** Task list **
1. In the review of Susan Hiller's work, what does 'Dedicated to the Unknown Artists' (1972-6) consist of?
2. Edit the entries from their first line through the line containing "144 142 L 135" so that "wine glass stem" becomes "coffee mug handle", leaving everything else unchanged.

** Document segment **
— begin —
Susan Hiller (born 1940) is an ex-anthropologist who first rose to prominence in the 1970s as a radical, feminist artist with a particular interest in the workings of the subconscious. This year, she’s the subject of a major retrospective at Tate Britain, while Timothy Taylor Gallery is exhibiting a selection of recent pieces – testimony to just how influential her work has become (although whether you think that influence a good or bad thing may depend on your view of contemporary art’s fixation on found objects, forgotten voices, and the process of its own creation). Time has dulled the originality of Hiller’s work while taking none of the edge off its self-important tone [1]; still, her argument for the validity of subconscious experience is as vehement and urgent today as it ever was. Hiller explores dreams, memories and belief – the rich human mysteries that science denies at its peril.
Hiller’s desire to give voice to women and outsiders, and to draw attention to the subconscious, are part of the same project – a rehabilitation of people and ideas pushed aside by society’s dominant discourses. She uses found objects to mine our collective unconscious and to speak for people who are rarely heard. ‘Dedicated to the Unknown Artists’ (1972-6) is a collection of postcards of rough seas. It works by contrasting the drama of the painted scenes, the banality of the postcard form, and the objects’ elevation to the status of ‘art’. For ‘Monument’ (1980-1), Hiller photographed a set of tiles in a London park commemorating men and women who died in terrible accidents while trying to save others. Aside from resurrecting these long-forgotten heroes, ‘Monument’ introduces some welcome human colour into what is otherwise a rather earnest exhibition; we learn, for instance, of Sarah Smith, a pantomime artiste at Prince’s Theatre, who died on 24 January 1863 “of terrible injuries received when attempting in her inflammable dress to extinguish the flames which had enveloped her companion”. ‘The Last Silent Movie’ (2007) is an audio recording of speakers of around 400 dying languages: the capture of these last breaths means that at least the ghosts of these languages will now live on forever.
— end —
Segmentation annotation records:
— begin —
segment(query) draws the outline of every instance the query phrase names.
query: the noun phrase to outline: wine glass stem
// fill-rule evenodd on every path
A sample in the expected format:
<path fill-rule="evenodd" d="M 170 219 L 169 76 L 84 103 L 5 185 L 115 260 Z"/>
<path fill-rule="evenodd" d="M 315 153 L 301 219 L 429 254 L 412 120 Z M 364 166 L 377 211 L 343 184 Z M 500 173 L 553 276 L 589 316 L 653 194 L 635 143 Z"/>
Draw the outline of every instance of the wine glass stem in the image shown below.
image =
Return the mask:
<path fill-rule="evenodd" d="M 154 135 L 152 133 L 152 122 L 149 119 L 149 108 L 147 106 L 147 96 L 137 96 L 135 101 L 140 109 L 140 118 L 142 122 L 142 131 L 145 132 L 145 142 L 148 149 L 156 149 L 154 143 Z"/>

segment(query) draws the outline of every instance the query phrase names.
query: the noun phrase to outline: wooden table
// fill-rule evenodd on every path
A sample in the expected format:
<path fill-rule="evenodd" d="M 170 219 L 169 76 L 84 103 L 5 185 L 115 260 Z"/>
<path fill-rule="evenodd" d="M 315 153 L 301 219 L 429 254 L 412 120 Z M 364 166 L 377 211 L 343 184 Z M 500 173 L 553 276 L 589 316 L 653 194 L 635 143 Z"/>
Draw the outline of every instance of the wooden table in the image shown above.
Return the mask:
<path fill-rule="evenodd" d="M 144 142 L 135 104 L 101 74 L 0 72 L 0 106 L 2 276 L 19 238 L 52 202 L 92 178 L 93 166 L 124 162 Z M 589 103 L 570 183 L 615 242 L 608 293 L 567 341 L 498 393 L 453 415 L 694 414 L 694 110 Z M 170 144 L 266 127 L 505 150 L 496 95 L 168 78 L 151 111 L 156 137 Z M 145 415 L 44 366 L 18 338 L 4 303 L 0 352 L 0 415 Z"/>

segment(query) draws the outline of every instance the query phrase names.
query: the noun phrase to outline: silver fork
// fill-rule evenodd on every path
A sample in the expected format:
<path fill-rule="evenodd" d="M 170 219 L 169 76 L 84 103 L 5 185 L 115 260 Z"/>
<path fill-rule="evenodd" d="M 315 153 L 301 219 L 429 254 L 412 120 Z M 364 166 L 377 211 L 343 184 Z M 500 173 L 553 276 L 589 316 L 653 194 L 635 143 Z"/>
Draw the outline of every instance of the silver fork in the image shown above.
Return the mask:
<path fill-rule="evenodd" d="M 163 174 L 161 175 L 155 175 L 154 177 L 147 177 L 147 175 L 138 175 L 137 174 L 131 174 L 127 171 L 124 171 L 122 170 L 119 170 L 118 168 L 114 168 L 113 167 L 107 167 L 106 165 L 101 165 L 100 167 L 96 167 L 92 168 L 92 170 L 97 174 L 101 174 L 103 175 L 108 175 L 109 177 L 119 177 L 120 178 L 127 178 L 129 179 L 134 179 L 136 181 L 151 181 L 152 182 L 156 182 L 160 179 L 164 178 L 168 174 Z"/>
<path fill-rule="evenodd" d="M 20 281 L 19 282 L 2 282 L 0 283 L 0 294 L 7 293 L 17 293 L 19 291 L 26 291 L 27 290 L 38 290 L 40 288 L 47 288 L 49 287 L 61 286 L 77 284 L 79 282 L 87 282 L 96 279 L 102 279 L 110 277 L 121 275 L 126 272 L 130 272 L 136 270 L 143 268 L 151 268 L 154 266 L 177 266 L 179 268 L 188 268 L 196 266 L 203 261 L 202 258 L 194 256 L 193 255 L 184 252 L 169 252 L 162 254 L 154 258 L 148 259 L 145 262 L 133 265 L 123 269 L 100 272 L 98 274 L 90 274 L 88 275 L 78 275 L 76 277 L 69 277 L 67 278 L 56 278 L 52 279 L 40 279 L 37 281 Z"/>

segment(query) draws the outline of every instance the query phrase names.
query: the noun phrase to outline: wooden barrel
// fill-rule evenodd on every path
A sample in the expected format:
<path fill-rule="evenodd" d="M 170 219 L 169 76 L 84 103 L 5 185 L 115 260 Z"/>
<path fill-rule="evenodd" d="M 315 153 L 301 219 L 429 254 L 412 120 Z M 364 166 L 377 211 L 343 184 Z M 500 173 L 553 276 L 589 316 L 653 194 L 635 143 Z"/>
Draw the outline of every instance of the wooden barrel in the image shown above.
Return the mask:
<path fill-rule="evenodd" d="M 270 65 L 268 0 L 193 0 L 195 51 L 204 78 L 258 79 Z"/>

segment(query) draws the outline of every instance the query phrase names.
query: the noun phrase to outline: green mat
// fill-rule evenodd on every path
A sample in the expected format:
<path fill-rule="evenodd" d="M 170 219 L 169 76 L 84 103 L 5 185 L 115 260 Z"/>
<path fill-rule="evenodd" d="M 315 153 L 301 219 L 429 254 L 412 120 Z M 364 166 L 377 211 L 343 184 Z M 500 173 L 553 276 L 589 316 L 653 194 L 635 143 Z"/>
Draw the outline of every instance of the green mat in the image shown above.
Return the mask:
— end —
** Answers by task **
1. A collection of postcards of rough seas.

2.
segment(query) draws the outline of every instance the query phrase names.
query: the noun phrase to outline: coffee mug handle
// fill-rule evenodd on every path
A sample in the expected format:
<path fill-rule="evenodd" d="M 170 219 L 169 76 L 84 103 L 5 185 L 115 260 Z"/>
<path fill-rule="evenodd" d="M 315 153 L 301 219 L 429 254 L 412 120 Z M 364 166 L 377 211 L 343 184 Z M 500 173 L 553 276 L 589 316 L 653 194 L 635 143 Z"/>
Draw the outline of every instance of the coffee mug handle in the image shown below.
image =
Return the mask:
<path fill-rule="evenodd" d="M 154 135 L 152 133 L 152 122 L 149 119 L 149 108 L 147 106 L 147 96 L 137 96 L 135 101 L 140 109 L 140 118 L 142 122 L 142 131 L 145 132 L 145 142 L 148 149 L 156 149 L 154 143 Z"/>

segment(query) draws the outline of every instance the query phrase names.
query: the noun phrase to outline: wooden table
// fill-rule evenodd on every path
A sample in the expected format:
<path fill-rule="evenodd" d="M 170 219 L 169 76 L 84 103 L 5 185 L 115 260 Z"/>
<path fill-rule="evenodd" d="M 315 153 L 301 219 L 429 254 L 412 120 Z M 364 166 L 377 211 L 343 184 Z M 500 173 L 553 276 L 589 316 L 653 194 L 635 143 Z"/>
Draw the outline of every instance of the wooden table in the image shown above.
Return the mask:
<path fill-rule="evenodd" d="M 144 142 L 135 104 L 101 74 L 0 72 L 0 106 L 2 276 L 19 238 L 52 202 L 92 178 L 93 166 L 124 162 Z M 589 103 L 570 183 L 615 242 L 608 293 L 567 341 L 498 393 L 453 415 L 694 414 L 694 110 Z M 170 144 L 266 127 L 505 150 L 496 95 L 168 78 L 151 111 L 156 137 Z M 145 415 L 44 366 L 18 338 L 4 303 L 0 352 L 0 415 Z"/>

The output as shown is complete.